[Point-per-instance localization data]
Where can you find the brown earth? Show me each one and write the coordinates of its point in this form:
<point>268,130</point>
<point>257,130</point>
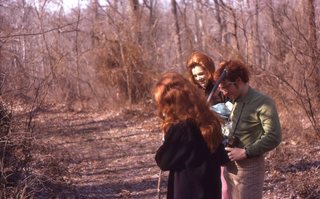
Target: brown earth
<point>111,155</point>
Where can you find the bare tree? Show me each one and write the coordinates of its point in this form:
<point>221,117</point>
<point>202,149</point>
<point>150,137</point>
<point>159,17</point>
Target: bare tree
<point>177,32</point>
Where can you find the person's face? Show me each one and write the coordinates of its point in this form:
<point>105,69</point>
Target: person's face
<point>230,89</point>
<point>201,76</point>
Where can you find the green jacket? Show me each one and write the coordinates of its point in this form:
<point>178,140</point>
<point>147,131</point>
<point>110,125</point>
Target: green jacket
<point>258,125</point>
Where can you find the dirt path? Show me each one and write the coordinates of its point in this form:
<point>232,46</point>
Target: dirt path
<point>112,156</point>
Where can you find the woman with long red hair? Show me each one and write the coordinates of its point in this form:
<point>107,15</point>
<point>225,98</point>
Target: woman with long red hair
<point>192,149</point>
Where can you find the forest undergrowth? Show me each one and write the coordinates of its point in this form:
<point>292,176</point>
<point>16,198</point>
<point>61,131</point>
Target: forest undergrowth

- **PROMPT**:
Print the lines above from the one with "<point>232,46</point>" through the one with "<point>225,98</point>", both included, exactly as written and nothing more.

- **WORKED SOLUTION**:
<point>232,46</point>
Target: dirt path
<point>112,156</point>
Where can you find the woman with long red hair? Show me each one and write the coordinates of its point in this form:
<point>107,15</point>
<point>225,98</point>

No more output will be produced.